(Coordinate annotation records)
* BEGIN *
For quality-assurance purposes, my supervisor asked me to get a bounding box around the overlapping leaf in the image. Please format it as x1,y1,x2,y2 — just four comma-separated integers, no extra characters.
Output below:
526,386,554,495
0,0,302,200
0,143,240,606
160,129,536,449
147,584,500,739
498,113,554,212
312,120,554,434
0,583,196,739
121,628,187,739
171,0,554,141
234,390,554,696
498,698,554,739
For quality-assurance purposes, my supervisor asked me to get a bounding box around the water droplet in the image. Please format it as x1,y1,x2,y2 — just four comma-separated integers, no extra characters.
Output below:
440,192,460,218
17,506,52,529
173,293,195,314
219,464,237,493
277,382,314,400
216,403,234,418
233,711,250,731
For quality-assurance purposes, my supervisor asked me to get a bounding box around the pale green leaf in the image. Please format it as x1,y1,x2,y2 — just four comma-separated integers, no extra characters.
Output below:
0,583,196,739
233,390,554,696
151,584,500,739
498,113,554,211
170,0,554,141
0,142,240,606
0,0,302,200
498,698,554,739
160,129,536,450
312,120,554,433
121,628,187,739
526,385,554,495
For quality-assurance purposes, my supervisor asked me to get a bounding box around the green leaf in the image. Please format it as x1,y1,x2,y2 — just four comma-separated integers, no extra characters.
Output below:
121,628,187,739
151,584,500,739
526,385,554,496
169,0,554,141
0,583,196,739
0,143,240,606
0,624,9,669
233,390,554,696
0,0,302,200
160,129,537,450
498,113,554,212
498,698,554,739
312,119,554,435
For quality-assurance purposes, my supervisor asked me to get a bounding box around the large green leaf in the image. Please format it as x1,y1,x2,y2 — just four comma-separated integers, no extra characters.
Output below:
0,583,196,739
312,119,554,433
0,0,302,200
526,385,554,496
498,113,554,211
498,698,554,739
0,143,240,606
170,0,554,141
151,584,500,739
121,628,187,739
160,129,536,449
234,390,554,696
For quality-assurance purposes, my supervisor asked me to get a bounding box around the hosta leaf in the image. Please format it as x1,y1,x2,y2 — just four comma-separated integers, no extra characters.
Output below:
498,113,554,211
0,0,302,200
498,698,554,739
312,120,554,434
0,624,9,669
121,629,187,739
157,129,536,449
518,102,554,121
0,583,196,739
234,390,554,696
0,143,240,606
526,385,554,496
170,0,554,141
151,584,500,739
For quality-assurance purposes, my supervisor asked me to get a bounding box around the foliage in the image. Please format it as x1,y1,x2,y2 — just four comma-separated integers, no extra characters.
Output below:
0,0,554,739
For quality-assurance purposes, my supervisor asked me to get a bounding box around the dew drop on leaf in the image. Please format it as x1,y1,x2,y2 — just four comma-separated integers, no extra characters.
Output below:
* END *
Task directions →
Rewrite every line of the records above as a Markdown table, leaving out blank lines. Use a column named Row for the row number and a column named Line for the line itself.

Answer in full →
| Row | Line |
|---|---|
| 1 | For quality-assurance purposes, my supervisor asked me to get a bounding box around the overlapping leaf in the image. Please format it as x1,y1,x2,y2 — just four comma-separated integers, no extra characters. |
| 2 | Output below: |
| 3 | 526,386,554,495 |
| 4 | 0,0,302,200 |
| 5 | 0,143,240,606 |
| 6 | 160,129,536,449 |
| 7 | 147,584,500,739 |
| 8 | 498,113,554,212 |
| 9 | 312,120,554,434 |
| 10 | 0,583,196,739 |
| 11 | 121,628,187,739 |
| 12 | 171,0,554,141 |
| 13 | 234,390,554,696 |
| 14 | 498,698,554,739 |
| 15 | For quality-assurance purposes, my supervisor asked me to get a bounding box around the water droplet in the image. Please format it as x1,y1,x2,y2 — just four comma-separated integers, no extra characters. |
| 16 | Output below: |
| 17 | 440,192,460,218 |
| 18 | 17,506,52,529 |
| 19 | 173,293,195,314 |
| 20 | 219,464,237,493 |
| 21 | 277,382,314,400 |
| 22 | 216,403,234,418 |
| 23 | 233,711,250,731 |
| 24 | For quality-assurance purposes, my supervisor asked me to get a bounding box around the pale green leaf in the image. Please format it as x1,y1,x2,y2 — just four comma-separated integers, no extra characters. |
| 25 | Output below: |
| 26 | 0,583,196,739 |
| 27 | 233,390,554,696 |
| 28 | 151,584,500,739 |
| 29 | 498,113,554,211 |
| 30 | 170,0,554,141 |
| 31 | 0,142,240,606 |
| 32 | 0,0,302,200 |
| 33 | 498,698,554,739 |
| 34 | 160,129,536,450 |
| 35 | 312,120,554,433 |
| 36 | 121,628,187,739 |
| 37 | 526,385,554,495 |
| 38 | For quality-assurance purposes, my supervisor asked me to get a bounding box around the green leaf in the image. Please format it as x1,y1,x2,y2 — just four comma-separated integers, no extra characters. |
| 39 | Output below: |
| 40 | 121,628,187,739 |
| 41 | 151,584,500,739 |
| 42 | 526,385,554,496 |
| 43 | 169,0,554,141 |
| 44 | 0,583,196,739 |
| 45 | 0,143,240,606 |
| 46 | 0,624,9,669 |
| 47 | 233,390,554,696 |
| 48 | 0,0,302,200 |
| 49 | 160,129,537,450 |
| 50 | 498,113,554,212 |
| 51 | 498,698,554,739 |
| 52 | 312,119,554,435 |
| 53 | For quality-assurance purposes, my supervisor asked me to get a bounding box around the large green leaf in the image. Please format it as x1,y1,x2,y2 — just four comma-separated integers, no extra characters. |
| 54 | Output below: |
| 55 | 0,583,196,739 |
| 56 | 312,119,554,433 |
| 57 | 0,0,302,200 |
| 58 | 526,385,554,496 |
| 59 | 498,113,554,211 |
| 60 | 498,698,554,739 |
| 61 | 0,143,240,606 |
| 62 | 170,0,554,141 |
| 63 | 151,584,500,739 |
| 64 | 121,628,187,739 |
| 65 | 160,129,536,449 |
| 66 | 234,390,554,696 |
| 67 | For quality-assurance purposes, my supervisor asked me to get a bounding box around the hosta leaf in the image. Please format it as x1,y1,x2,y2 — just four comma-separated integers, no extra characters. |
| 68 | Output below: |
| 69 | 498,113,554,211 |
| 70 | 0,0,302,200 |
| 71 | 498,698,554,739 |
| 72 | 312,120,554,434 |
| 73 | 0,624,9,669 |
| 74 | 121,629,187,739 |
| 75 | 157,129,536,449 |
| 76 | 518,102,554,121 |
| 77 | 0,583,196,739 |
| 78 | 234,390,554,696 |
| 79 | 0,143,240,606 |
| 80 | 526,385,554,496 |
| 81 | 170,0,554,141 |
| 82 | 151,584,500,739 |
| 83 | For quality-assurance purposes, my supervisor asked me to get a bounding box around the foliage in the image. Please format it as x1,y1,x2,y2 — just four comma-separated integers, no extra characters. |
| 84 | Output below: |
| 85 | 0,0,554,739 |
| 86 | For quality-assurance purposes, my supervisor asked me to get a bounding box around the dew drop on leaf in the image. Please format it as x1,y1,x2,y2 — just four comma-separated integers, no extra characters. |
| 87 | Output below: |